*** Opening of MATERIAL SHOWN ***

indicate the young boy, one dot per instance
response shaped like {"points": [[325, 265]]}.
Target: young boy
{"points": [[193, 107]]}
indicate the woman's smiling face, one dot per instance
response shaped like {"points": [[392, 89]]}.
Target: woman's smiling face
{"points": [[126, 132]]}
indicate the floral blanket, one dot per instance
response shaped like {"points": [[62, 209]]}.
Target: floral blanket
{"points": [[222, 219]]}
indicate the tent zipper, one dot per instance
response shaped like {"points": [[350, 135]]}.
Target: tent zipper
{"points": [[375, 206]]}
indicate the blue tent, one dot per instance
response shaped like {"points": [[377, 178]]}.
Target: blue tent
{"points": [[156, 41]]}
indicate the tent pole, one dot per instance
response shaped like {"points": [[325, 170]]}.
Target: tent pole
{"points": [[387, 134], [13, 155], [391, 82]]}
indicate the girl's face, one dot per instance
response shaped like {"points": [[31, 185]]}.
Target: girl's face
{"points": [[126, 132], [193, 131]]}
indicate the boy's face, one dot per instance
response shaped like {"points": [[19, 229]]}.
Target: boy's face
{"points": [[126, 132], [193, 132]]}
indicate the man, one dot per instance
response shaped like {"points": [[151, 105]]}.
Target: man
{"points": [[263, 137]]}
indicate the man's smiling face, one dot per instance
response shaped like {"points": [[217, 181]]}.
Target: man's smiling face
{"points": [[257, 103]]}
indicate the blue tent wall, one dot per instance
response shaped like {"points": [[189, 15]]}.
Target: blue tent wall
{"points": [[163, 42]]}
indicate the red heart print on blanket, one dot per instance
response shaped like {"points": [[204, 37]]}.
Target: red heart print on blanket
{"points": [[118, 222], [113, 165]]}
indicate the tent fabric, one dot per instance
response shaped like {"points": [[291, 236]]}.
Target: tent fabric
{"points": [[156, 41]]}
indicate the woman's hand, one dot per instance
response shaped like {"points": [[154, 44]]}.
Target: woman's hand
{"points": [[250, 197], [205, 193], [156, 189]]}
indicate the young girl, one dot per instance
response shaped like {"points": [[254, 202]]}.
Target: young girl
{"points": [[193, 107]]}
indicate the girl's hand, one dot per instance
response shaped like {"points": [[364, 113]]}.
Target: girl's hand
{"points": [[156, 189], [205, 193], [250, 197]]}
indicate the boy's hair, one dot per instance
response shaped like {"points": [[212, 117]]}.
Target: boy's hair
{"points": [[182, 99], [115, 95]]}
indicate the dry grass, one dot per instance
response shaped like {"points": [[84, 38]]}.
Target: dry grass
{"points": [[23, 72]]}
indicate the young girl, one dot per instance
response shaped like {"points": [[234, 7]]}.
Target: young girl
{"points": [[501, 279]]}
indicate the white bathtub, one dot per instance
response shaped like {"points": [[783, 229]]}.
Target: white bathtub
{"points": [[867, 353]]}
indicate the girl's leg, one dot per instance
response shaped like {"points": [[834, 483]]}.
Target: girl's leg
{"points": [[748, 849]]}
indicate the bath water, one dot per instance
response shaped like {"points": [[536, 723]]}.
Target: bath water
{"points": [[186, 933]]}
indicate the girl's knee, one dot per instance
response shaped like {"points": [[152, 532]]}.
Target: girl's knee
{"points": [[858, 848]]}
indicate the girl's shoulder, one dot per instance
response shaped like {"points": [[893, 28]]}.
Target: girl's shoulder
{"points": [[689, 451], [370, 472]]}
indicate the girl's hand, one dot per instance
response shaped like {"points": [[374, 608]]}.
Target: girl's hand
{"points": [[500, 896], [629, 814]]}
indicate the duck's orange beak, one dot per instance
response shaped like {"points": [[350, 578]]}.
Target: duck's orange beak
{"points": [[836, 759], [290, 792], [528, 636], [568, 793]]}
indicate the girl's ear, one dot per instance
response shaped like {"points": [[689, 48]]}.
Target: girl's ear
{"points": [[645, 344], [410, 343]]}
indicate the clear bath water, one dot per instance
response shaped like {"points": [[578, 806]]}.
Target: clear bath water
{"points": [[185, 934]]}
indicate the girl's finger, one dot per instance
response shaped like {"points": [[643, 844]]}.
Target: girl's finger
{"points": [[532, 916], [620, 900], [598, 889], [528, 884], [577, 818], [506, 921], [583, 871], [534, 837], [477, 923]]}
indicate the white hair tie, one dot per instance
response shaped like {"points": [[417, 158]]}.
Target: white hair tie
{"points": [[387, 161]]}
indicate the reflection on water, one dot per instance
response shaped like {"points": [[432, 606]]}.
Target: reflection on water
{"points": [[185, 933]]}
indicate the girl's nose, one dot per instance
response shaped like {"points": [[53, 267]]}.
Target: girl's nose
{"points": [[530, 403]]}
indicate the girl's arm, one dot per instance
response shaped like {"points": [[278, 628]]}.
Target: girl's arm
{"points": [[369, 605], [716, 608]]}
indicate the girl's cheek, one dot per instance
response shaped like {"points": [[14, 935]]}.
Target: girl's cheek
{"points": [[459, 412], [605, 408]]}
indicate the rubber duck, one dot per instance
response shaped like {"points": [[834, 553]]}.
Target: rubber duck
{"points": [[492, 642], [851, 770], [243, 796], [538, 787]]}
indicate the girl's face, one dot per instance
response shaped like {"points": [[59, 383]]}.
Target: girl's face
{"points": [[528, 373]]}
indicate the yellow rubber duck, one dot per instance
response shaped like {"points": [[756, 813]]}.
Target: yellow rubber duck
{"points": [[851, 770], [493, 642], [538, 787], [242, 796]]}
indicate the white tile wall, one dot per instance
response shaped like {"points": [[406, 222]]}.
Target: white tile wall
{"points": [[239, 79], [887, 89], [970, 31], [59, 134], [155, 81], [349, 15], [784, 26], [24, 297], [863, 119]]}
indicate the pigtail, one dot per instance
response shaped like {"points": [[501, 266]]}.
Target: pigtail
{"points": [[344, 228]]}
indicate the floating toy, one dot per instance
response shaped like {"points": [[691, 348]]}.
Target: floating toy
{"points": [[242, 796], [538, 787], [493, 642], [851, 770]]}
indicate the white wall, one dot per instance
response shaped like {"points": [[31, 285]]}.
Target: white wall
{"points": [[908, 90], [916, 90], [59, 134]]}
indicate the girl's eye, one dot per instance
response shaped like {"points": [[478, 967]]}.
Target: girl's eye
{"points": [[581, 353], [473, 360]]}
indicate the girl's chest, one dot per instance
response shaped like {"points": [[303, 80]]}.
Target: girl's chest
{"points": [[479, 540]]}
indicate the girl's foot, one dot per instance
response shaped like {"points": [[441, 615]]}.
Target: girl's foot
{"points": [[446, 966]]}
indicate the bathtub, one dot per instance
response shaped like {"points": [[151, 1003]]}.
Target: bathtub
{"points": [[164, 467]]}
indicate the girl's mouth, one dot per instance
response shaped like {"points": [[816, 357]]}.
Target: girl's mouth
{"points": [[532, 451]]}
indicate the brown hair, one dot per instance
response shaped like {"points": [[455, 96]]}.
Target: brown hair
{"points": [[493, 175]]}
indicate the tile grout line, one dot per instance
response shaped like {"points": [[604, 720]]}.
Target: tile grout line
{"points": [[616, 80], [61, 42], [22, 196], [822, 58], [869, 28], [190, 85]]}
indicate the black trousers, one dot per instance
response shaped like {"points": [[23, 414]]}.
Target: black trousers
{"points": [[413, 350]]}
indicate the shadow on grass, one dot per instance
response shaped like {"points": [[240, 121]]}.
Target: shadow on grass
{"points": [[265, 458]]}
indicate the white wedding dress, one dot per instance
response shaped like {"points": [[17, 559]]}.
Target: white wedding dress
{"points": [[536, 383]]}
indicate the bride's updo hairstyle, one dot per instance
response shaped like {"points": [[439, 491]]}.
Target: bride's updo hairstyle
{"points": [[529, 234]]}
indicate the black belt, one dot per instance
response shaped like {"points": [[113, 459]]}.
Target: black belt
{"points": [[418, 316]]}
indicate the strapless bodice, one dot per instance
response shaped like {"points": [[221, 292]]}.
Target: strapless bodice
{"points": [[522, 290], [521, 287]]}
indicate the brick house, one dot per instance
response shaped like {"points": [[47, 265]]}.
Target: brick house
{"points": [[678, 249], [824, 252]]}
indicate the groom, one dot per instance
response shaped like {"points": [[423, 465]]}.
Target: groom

*** Close of MATERIAL SHOWN ***

▸ WHAT THE EXERCISE ASKS: Find the lines above holding the word "groom" and show them.

▸ EXERCISE ANSWER:
indicate the groom, one dot per instance
Target: groom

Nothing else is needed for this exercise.